**Instructions for the task**. In the records below, rewrite every line from the one containing "Spot every nose visible in the frame above." down to the one containing "[[0, 0, 626, 417]]", requests included, with each coordinate in the answers multiplied by 0.65 and rounded to the nearest whole number, halves rounded up. Give only those lines.

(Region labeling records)
○ ○ ○
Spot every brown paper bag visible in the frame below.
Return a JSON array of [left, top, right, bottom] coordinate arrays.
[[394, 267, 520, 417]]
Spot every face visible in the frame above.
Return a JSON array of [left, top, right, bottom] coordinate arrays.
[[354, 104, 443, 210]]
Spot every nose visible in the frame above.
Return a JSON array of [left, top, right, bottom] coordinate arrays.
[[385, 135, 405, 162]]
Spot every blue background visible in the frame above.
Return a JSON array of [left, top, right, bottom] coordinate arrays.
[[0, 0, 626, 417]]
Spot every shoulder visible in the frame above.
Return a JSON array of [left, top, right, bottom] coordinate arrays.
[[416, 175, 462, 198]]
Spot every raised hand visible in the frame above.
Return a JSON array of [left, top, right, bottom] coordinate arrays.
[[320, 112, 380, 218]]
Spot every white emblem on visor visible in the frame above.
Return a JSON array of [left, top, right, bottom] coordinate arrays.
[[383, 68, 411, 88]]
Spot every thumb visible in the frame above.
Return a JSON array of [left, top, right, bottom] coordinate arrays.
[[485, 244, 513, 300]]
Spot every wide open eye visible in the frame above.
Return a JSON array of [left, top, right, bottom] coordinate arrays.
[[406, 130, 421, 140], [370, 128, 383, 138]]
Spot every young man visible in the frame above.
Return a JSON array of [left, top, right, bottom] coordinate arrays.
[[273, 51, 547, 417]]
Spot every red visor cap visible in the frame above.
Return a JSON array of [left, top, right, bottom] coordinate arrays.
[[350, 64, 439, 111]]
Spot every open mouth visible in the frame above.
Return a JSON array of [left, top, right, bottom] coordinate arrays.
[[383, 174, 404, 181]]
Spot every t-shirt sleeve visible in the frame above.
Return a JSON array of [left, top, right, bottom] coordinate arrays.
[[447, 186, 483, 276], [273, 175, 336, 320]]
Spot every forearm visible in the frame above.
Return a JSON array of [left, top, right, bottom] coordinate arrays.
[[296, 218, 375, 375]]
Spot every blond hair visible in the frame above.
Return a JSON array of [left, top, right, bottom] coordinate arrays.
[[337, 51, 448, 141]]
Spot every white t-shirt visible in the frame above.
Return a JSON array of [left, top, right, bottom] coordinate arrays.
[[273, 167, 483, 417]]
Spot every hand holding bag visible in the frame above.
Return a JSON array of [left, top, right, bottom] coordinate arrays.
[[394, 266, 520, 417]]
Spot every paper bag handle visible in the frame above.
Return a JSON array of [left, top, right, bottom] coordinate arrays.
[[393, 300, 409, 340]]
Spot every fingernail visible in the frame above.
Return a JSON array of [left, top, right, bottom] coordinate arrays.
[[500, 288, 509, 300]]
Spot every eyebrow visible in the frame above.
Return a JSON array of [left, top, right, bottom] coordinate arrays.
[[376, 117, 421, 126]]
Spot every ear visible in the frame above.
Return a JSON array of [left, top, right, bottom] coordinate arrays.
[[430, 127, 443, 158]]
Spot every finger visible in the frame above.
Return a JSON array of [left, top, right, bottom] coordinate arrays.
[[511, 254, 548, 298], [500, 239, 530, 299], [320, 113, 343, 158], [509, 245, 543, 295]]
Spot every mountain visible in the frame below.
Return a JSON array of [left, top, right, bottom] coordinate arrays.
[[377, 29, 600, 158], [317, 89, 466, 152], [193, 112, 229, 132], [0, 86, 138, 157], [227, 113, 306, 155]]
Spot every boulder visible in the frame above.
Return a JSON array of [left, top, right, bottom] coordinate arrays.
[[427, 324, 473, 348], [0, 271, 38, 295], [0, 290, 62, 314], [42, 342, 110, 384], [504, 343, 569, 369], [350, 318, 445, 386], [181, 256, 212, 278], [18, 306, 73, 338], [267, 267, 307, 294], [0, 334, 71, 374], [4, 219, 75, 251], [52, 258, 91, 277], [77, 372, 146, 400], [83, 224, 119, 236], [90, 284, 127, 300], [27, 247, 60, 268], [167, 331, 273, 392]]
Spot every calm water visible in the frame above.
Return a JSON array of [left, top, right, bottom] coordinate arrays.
○ ○ ○
**Expected answer**.
Spot every nose visible in the frame above.
Return a JSON array of [left, top, right, bottom] coordinate arrays.
[[250, 88, 263, 105]]
Spot every blue background visible in the frame above.
Return a JSON array of [left, top, right, bottom] coordinate arrays.
[[0, 0, 407, 271]]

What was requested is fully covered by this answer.